AVAILABLE DATA >>
────────

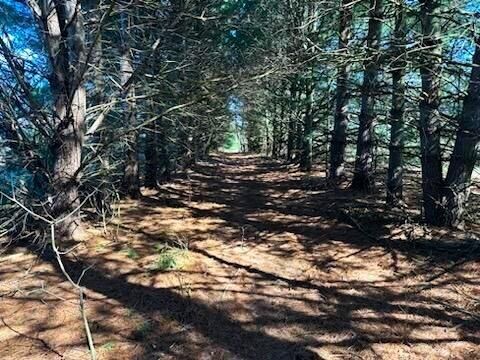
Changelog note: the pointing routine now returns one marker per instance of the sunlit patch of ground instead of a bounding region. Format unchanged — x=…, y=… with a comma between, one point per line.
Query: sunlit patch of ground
x=245, y=258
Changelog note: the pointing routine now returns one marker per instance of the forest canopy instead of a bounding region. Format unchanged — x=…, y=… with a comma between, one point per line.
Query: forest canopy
x=104, y=101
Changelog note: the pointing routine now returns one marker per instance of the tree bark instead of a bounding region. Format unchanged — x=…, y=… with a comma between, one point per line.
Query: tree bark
x=131, y=177
x=429, y=118
x=363, y=178
x=339, y=135
x=395, y=164
x=151, y=156
x=63, y=28
x=307, y=136
x=465, y=153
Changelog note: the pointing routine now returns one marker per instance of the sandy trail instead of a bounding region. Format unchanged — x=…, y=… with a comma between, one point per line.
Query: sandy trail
x=276, y=268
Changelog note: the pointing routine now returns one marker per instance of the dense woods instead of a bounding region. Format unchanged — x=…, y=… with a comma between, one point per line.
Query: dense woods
x=106, y=102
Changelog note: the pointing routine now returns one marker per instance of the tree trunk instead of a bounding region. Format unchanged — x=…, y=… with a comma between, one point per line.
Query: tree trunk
x=131, y=177
x=151, y=156
x=339, y=136
x=63, y=28
x=363, y=178
x=395, y=164
x=307, y=137
x=465, y=152
x=429, y=118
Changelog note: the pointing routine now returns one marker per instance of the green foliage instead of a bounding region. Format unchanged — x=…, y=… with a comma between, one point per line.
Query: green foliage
x=131, y=253
x=169, y=258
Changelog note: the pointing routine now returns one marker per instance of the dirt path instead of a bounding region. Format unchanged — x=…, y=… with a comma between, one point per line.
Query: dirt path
x=276, y=268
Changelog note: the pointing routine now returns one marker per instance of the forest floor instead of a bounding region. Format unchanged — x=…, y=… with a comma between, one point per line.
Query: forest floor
x=246, y=258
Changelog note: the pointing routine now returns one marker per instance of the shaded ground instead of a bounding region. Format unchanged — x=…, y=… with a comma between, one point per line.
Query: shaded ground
x=278, y=267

────────

YOUR ASSIGNMENT >> Would you set down each line of the listing above exactly, apart from the pictures?

SOLUTION >>
Changelog note: the pointing routine now returns one marker per instance of the sunlit patch of ground instead of a bounding region. Format unchanged — x=…, y=… with a comma between, one point per line.
Query: sunlit patch of ground
x=245, y=258
Changelog note: the pointing routine now returns one marker per instance of the forest canopy instead of a bounding region. Format unchanged — x=…, y=… with a comma between, one point per line.
Query: forest canopy
x=104, y=101
Changelog note: the pointing routine now returns one marker per instance of the tree bark instead of a bounding region. Format unchanged — x=…, y=… with a comma between, one point per line.
Query: tree bark
x=131, y=177
x=429, y=118
x=363, y=178
x=339, y=135
x=395, y=164
x=151, y=156
x=63, y=28
x=307, y=136
x=465, y=153
Changelog note: the pointing routine now returns one marker per instance of the sandy trail instead of a bounding region. Format unchanged — x=…, y=… with a comma between, one point per line.
Query: sandy trail
x=276, y=268
Changelog note: the pointing routine now returns one marker per instance of the dense woods instead of a bounding region. Format unchanged — x=…, y=… with a comma between, one point per line.
Query: dense woods
x=106, y=102
Changelog note: the pointing routine now returns one marker per instance of the tree trunk instead of a bounding region. Format unchanged — x=…, y=… with a comma between, one point per line.
Query: tree trunk
x=131, y=177
x=151, y=156
x=339, y=136
x=63, y=28
x=363, y=178
x=395, y=164
x=307, y=137
x=465, y=152
x=429, y=118
Changelog note: the pointing routine now returns one marker per instance of the green foliage instead of a bounding region. Format unchanged — x=…, y=… with a comma between, one point per line.
Query: green foliage
x=131, y=253
x=169, y=258
Changelog note: the pointing routine now returns one marker per instance of the dirt path instead of a bounding region. Format unchanged — x=…, y=… with a comma between, one point per line.
Query: dirt path
x=276, y=268
Changelog note: the pointing routine now returns one marker per instance of the forest floor instead of a bounding region. Format unchanged — x=…, y=… with a comma between, one point per line.
Query: forest floor
x=246, y=258
Changelog note: the pointing routine now returns one marker per instance of the shaded ground instead of a bounding region. Format unchanged — x=…, y=… with a comma between, one point per line.
Query: shaded ground
x=278, y=267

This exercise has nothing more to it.